> What you are asked to do
Here are some records; return them all exactly.

> Listed entries
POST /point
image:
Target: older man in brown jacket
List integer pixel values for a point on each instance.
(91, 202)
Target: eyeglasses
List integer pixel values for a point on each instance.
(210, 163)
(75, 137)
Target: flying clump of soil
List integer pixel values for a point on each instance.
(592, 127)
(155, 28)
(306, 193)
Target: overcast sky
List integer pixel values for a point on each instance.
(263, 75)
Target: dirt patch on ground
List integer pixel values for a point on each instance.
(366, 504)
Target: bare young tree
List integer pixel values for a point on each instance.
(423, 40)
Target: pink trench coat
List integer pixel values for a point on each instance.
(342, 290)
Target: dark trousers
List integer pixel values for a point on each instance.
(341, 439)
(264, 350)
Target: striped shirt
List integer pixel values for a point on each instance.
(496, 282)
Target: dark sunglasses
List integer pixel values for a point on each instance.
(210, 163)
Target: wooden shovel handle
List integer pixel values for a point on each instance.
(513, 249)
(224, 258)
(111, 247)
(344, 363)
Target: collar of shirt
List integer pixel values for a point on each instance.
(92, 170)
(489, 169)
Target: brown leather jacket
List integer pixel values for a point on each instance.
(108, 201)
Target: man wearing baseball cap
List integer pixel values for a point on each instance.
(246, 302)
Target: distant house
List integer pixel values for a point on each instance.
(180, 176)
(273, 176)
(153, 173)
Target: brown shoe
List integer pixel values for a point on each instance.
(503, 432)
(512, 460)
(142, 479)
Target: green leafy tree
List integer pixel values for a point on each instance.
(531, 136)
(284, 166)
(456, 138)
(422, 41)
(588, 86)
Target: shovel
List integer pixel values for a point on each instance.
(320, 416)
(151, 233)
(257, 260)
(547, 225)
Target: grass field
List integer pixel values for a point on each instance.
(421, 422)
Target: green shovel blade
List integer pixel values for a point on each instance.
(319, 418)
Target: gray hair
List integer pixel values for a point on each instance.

> Solution to this problem
POST /point
image:
Target: older man in brown jacket
List integer pixel values for a point on each instance.
(91, 202)
Target: eyeglasses
List integer pixel values for a point on each instance.
(210, 163)
(75, 137)
Target: flying clump of soil
List integer pixel values for a point on each instance.
(592, 127)
(155, 28)
(306, 193)
Target: overcast sky
List integer pixel values for a point on each instance.
(263, 75)
Target: dirt patch on ground
List integer pixel values for a point on each instance.
(366, 504)
Target: bare young tree
List integer pixel values for a point on each instance.
(423, 40)
Target: pink trench coat
List integer pixel values for a point on each instance.
(342, 290)
Target: dark trousers
List integer pixel values for a point on each instance.
(341, 439)
(264, 350)
Target: striped shirt
List integer pixel values for a point on each instance.
(496, 282)
Target: dark sunglasses
List integer pixel values for a point on each instance.
(210, 163)
Target: wooden shovel handle
List integer pixel values for a point on each instance.
(513, 249)
(224, 258)
(111, 247)
(344, 363)
Target: collar of shirt
List integer pixel values for a point on each instance.
(92, 170)
(489, 169)
Target: brown leather jacket
List integer pixel values for a point on each instance.
(108, 201)
Target: man wearing baseball cap
List integer pixel values for a point on each instance.
(246, 302)
Target: distant house
List integer pixel values for a point on each instance.
(180, 176)
(273, 176)
(153, 173)
Target: brown shoe
List integer pixel values for a point on each instance.
(503, 432)
(512, 460)
(142, 479)
Target: green leafy tree
List integer pixel values for a point on each instance.
(531, 136)
(284, 166)
(456, 138)
(422, 41)
(588, 86)
Target: shovel
List integer pixel values for a point on each instance.
(320, 416)
(151, 233)
(257, 260)
(547, 225)
Target: grass field
List integer pixel values for a point on each instance.
(421, 422)
Target: green shovel blade
List integer pixel values for a point on each instance.
(319, 418)
Target: gray hair
List integer pixel values for a point on each instance.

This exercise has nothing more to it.